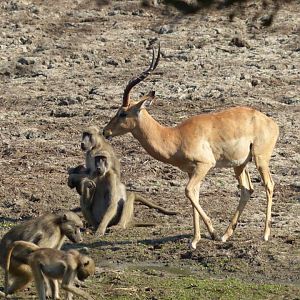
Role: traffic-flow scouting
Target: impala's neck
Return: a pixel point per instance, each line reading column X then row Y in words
column 159, row 141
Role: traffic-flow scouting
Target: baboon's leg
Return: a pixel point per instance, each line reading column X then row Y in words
column 127, row 212
column 20, row 278
column 38, row 280
column 246, row 187
column 67, row 285
column 262, row 165
column 192, row 193
column 86, row 201
column 109, row 214
column 54, row 289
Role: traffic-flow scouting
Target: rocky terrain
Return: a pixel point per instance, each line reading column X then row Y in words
column 64, row 65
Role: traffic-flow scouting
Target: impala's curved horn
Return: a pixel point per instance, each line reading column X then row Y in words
column 134, row 81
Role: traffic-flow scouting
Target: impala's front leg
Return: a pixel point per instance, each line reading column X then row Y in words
column 192, row 192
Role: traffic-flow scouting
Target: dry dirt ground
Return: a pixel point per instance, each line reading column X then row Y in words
column 64, row 65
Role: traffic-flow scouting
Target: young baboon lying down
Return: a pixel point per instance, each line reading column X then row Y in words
column 48, row 231
column 104, row 200
column 50, row 265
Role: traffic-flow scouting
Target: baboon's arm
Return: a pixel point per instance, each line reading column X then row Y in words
column 114, row 197
column 88, row 188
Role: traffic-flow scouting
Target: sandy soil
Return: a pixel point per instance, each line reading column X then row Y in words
column 64, row 65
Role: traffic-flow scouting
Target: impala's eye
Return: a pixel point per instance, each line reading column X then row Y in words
column 122, row 114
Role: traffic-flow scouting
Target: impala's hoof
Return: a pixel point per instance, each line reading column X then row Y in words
column 224, row 238
column 193, row 244
column 215, row 237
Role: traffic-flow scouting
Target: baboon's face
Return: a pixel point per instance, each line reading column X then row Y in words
column 70, row 226
column 87, row 141
column 101, row 164
column 86, row 268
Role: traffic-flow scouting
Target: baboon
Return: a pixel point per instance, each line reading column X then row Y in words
column 48, row 231
column 53, row 265
column 91, row 142
column 105, row 199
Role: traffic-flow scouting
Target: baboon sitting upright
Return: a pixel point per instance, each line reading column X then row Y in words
column 92, row 141
column 49, row 230
column 104, row 201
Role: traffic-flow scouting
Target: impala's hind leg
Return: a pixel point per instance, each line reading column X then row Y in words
column 262, row 165
column 246, row 187
column 192, row 192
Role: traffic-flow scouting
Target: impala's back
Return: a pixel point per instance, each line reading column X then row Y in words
column 228, row 138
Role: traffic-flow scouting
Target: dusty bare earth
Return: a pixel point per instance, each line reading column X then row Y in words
column 64, row 65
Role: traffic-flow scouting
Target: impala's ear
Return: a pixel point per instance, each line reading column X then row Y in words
column 146, row 101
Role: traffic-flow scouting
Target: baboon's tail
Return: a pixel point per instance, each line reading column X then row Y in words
column 150, row 204
column 28, row 245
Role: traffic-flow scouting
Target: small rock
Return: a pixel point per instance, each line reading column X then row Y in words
column 238, row 42
column 254, row 82
column 25, row 61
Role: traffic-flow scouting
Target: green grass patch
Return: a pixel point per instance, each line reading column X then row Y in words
column 153, row 284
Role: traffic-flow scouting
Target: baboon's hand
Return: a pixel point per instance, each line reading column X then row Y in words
column 90, row 184
column 100, row 232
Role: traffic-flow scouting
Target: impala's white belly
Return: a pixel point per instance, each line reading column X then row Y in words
column 232, row 163
column 233, row 153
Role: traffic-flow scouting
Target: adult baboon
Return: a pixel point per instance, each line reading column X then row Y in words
column 104, row 199
column 49, row 231
column 92, row 141
column 52, row 264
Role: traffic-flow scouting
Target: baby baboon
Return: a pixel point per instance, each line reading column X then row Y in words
column 47, row 231
column 53, row 265
column 105, row 199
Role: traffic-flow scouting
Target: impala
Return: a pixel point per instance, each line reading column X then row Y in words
column 230, row 138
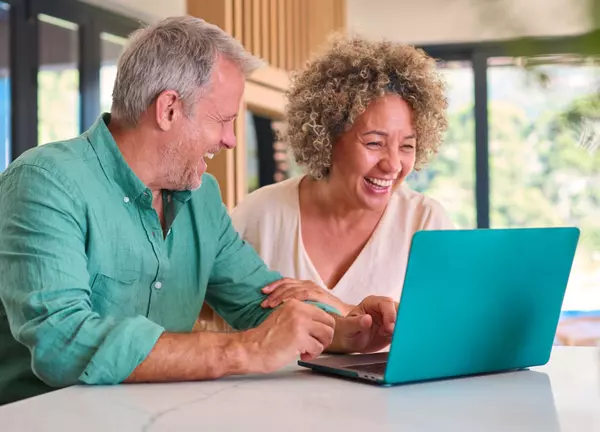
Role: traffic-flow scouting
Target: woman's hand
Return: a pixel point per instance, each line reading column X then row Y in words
column 285, row 289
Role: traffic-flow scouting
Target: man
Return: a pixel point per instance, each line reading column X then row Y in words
column 111, row 242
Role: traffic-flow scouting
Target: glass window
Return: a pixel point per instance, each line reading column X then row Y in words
column 545, row 156
column 252, row 161
column 450, row 175
column 58, row 80
column 5, row 116
column 111, row 47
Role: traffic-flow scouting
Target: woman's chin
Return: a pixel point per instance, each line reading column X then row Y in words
column 375, row 197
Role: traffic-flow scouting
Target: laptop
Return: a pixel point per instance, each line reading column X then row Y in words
column 473, row 302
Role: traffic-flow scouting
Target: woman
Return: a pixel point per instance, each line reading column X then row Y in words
column 360, row 118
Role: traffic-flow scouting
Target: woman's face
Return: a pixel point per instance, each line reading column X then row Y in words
column 376, row 154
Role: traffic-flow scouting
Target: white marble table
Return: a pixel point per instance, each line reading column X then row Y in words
column 562, row 396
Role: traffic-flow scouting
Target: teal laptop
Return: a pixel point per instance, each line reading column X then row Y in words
column 473, row 302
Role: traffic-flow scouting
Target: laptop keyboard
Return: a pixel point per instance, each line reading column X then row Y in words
column 375, row 368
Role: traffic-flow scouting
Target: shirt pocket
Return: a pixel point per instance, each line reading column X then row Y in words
column 114, row 295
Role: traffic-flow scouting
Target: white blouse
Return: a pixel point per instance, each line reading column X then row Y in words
column 269, row 219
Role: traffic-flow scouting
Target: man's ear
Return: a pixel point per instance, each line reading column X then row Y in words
column 167, row 109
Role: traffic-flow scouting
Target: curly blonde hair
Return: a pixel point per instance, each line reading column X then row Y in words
column 336, row 87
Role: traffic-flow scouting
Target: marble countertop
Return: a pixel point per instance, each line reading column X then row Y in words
column 561, row 396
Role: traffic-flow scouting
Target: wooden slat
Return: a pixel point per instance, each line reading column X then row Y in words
column 289, row 34
column 297, row 43
column 303, row 32
column 273, row 33
column 342, row 15
column 241, row 183
column 281, row 34
column 275, row 78
column 238, row 20
column 248, row 24
column 256, row 45
column 264, row 27
column 264, row 101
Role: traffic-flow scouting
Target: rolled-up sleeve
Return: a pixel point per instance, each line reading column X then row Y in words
column 44, row 286
column 237, row 276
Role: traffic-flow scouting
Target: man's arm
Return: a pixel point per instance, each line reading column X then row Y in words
column 45, row 285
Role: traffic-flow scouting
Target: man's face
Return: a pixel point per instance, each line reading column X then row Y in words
column 208, row 130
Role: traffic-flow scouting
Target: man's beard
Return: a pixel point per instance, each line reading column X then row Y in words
column 179, row 176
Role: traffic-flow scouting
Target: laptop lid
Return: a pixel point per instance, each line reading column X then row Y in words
column 478, row 301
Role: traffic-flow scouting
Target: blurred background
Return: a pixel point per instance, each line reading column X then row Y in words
column 522, row 150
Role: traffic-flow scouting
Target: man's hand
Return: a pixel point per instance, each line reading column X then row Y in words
column 367, row 328
column 295, row 329
column 286, row 289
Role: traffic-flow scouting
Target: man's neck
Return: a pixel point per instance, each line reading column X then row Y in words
column 144, row 160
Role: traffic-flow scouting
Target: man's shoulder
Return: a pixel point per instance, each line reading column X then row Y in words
column 59, row 158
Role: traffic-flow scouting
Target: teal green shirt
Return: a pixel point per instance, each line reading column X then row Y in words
column 88, row 282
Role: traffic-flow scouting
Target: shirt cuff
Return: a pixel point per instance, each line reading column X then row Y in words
column 123, row 349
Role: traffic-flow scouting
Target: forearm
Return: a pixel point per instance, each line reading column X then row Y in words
column 195, row 356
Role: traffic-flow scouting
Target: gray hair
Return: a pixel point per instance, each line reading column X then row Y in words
column 179, row 54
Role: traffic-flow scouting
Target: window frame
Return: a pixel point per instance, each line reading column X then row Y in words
column 24, row 28
column 478, row 54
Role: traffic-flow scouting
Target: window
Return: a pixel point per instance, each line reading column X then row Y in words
column 544, row 155
column 110, row 48
column 450, row 175
column 5, row 115
column 58, row 80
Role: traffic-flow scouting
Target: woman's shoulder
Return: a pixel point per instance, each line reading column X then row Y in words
column 428, row 212
column 278, row 198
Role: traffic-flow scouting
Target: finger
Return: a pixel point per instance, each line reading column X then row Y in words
column 270, row 290
column 298, row 292
column 321, row 332
column 319, row 315
column 276, row 297
column 384, row 313
column 273, row 285
column 388, row 314
column 352, row 326
column 311, row 350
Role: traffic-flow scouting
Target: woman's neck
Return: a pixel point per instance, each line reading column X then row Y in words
column 329, row 202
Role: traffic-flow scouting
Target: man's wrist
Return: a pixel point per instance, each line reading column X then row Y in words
column 244, row 353
column 337, row 346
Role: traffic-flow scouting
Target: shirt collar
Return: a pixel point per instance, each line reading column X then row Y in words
column 114, row 165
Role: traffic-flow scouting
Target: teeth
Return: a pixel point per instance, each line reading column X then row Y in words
column 380, row 182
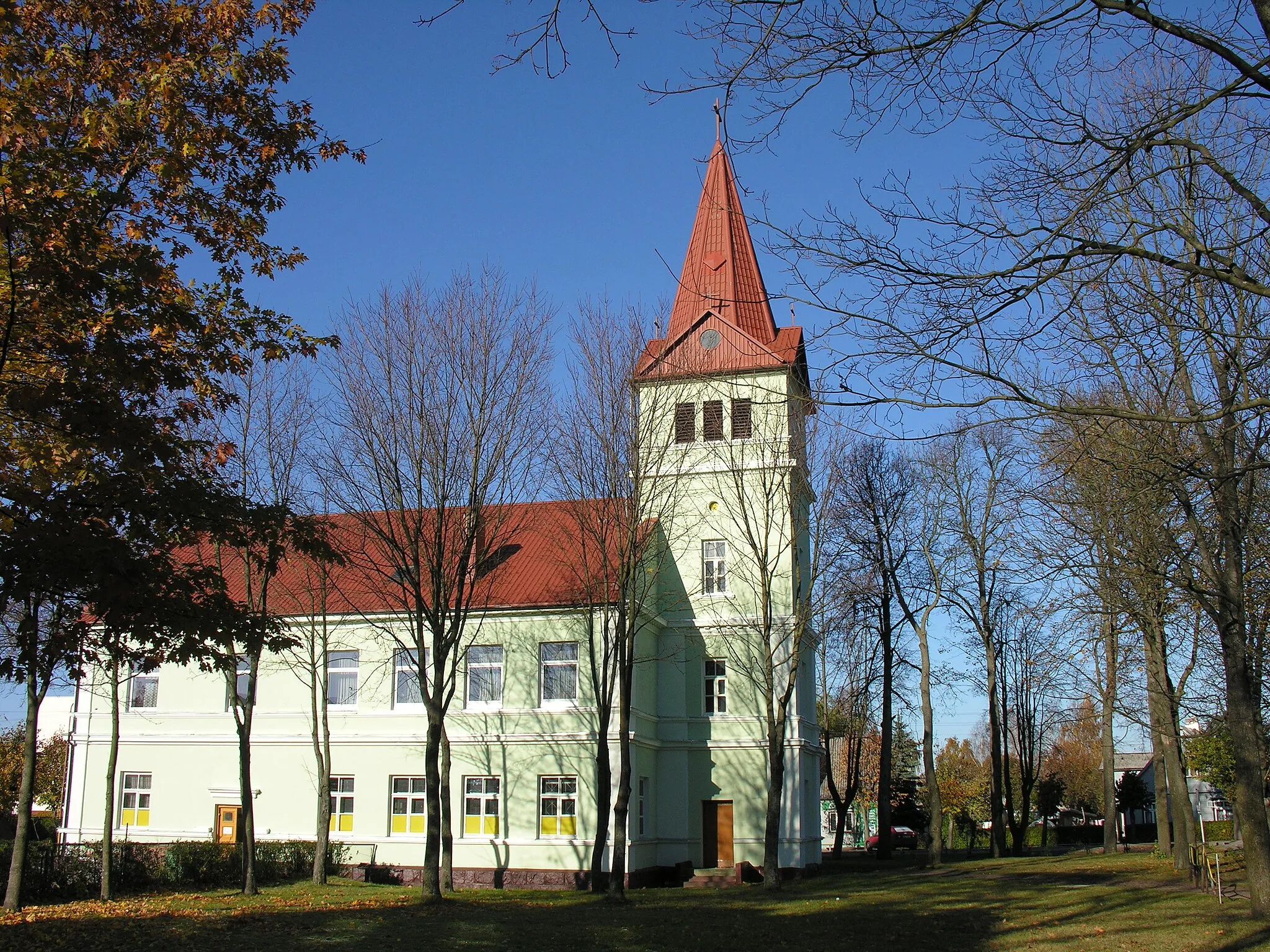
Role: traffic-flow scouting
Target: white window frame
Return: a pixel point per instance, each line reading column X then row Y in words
column 483, row 705
column 483, row 794
column 561, row 794
column 337, row 667
column 144, row 678
column 714, row 568
column 135, row 788
column 544, row 664
column 342, row 792
column 242, row 673
column 411, row 795
column 404, row 663
column 716, row 687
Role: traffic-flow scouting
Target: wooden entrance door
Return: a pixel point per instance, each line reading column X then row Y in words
column 717, row 850
column 229, row 819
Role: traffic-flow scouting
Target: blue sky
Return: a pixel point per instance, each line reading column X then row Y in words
column 579, row 183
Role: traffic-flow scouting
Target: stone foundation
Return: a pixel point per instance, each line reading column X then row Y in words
column 477, row 879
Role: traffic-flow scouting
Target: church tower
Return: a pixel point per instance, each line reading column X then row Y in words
column 723, row 400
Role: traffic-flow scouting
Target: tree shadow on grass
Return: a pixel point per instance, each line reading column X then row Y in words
column 865, row 910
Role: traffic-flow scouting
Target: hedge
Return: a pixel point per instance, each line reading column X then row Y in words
column 74, row 870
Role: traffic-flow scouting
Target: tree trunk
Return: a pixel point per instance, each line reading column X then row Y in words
column 887, row 729
column 322, row 758
column 603, row 801
column 998, row 831
column 840, row 805
column 244, row 731
column 431, row 875
column 1244, row 719
column 775, row 790
column 1163, row 837
column 1110, row 650
column 1162, row 706
column 1008, row 780
column 623, row 804
column 112, row 760
column 18, row 861
column 935, row 824
column 447, row 829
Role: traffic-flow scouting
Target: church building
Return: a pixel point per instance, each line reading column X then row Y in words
column 730, row 392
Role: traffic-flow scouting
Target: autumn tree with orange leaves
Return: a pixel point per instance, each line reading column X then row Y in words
column 133, row 134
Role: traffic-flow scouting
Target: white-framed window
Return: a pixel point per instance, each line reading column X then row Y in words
column 685, row 423
column 135, row 800
column 558, row 806
column 406, row 677
column 711, row 420
column 340, row 804
column 717, row 685
column 486, row 676
column 243, row 673
column 643, row 805
column 342, row 678
column 714, row 566
column 409, row 806
column 144, row 690
column 742, row 419
column 559, row 663
column 481, row 806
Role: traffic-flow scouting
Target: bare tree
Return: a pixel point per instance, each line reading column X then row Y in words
column 438, row 427
column 1029, row 672
column 849, row 666
column 876, row 508
column 1114, row 493
column 610, row 454
column 977, row 475
column 1118, row 238
column 41, row 637
column 266, row 425
column 765, row 496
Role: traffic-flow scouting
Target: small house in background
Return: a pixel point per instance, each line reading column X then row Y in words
column 1207, row 803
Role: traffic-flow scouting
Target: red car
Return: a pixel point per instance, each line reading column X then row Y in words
column 901, row 837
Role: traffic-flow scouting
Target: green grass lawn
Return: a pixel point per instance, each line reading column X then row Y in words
column 1122, row 903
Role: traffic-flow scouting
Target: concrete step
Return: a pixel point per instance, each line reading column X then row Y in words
column 711, row 879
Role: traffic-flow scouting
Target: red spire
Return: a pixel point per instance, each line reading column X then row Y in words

# TASK ITEM
Go through the listing above and return every line where the word "hand" occurs.

# SOLUTION
Target: baboon's hand
Target: woman's hand
Target: man's hand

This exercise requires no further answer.